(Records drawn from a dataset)
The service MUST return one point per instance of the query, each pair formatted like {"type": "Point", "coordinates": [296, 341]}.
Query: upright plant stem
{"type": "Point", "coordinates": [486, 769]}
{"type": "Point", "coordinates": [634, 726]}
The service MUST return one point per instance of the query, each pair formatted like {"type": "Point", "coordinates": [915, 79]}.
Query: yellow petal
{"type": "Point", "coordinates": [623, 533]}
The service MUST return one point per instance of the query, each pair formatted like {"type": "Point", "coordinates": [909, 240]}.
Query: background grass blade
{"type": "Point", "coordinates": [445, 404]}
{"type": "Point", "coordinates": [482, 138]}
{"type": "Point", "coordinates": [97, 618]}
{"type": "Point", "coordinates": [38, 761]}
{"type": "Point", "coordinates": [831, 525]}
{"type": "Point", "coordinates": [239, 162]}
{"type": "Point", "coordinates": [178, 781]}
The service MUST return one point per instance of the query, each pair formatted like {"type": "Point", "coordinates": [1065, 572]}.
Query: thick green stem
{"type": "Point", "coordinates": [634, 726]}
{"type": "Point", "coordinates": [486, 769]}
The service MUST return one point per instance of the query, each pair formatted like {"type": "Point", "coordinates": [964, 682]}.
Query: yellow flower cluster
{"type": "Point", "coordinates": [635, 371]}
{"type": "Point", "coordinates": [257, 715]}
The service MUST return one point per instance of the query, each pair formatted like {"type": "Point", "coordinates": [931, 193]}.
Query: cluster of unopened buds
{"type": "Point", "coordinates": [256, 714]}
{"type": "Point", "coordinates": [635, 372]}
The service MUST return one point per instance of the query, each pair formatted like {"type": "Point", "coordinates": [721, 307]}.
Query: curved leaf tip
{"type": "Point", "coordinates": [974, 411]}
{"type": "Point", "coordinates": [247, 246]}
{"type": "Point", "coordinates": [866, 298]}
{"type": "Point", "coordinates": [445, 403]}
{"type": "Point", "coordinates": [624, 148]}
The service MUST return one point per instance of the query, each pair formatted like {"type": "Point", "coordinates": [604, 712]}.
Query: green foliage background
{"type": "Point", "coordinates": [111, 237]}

• **Problem details**
From the first line to the last, copy the records exactly as they appear above.

• **Answer space**
The service MUST return one point per instance of the query, each pair formatted like {"type": "Point", "coordinates": [296, 341]}.
Query: upright plant stem
{"type": "Point", "coordinates": [486, 769]}
{"type": "Point", "coordinates": [634, 726]}
The service MUST return one point per instance of the query, each pair formatted like {"type": "Point", "coordinates": [915, 79]}.
Query: yellow petal
{"type": "Point", "coordinates": [623, 533]}
The service MUST return one point per instance of the query, each pair formatted like {"type": "Point", "coordinates": [909, 240]}.
Query: background grass blade
{"type": "Point", "coordinates": [445, 404]}
{"type": "Point", "coordinates": [482, 138]}
{"type": "Point", "coordinates": [97, 618]}
{"type": "Point", "coordinates": [38, 761]}
{"type": "Point", "coordinates": [831, 525]}
{"type": "Point", "coordinates": [239, 162]}
{"type": "Point", "coordinates": [178, 781]}
The service MUST return one point per instance of the query, each pair formatted like {"type": "Point", "coordinates": [1065, 572]}.
Query: thick green stem
{"type": "Point", "coordinates": [634, 726]}
{"type": "Point", "coordinates": [486, 769]}
The service MUST return one point per instance of the query, each pair formatted like {"type": "Point", "coordinates": [964, 682]}.
Query: yellow flower cluster
{"type": "Point", "coordinates": [635, 371]}
{"type": "Point", "coordinates": [257, 715]}
The service MUST return one point per instance of the query, each pair formatted like {"type": "Point", "coordinates": [931, 193]}.
Query: cluster of unopened buds
{"type": "Point", "coordinates": [256, 714]}
{"type": "Point", "coordinates": [635, 372]}
The service MUST return one point per instance of the query, each pair formatted like {"type": "Point", "coordinates": [721, 307]}.
Query: curved leaf tip
{"type": "Point", "coordinates": [974, 411]}
{"type": "Point", "coordinates": [247, 246]}
{"type": "Point", "coordinates": [866, 298]}
{"type": "Point", "coordinates": [445, 403]}
{"type": "Point", "coordinates": [624, 148]}
The service MUST return one point per instance of the query, each pair formatted like {"type": "Point", "coordinates": [604, 712]}.
Query: green foliage background
{"type": "Point", "coordinates": [111, 237]}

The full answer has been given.